## Given request
Repeat each line word for word.

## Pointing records
###

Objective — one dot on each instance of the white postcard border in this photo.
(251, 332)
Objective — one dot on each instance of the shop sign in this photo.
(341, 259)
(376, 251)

###

## Exercise answer
Objective — one dot on each instance of the white postcard border in this photo.
(251, 332)
Objective — one dot on each instance of the shop sign in this photo.
(341, 259)
(376, 251)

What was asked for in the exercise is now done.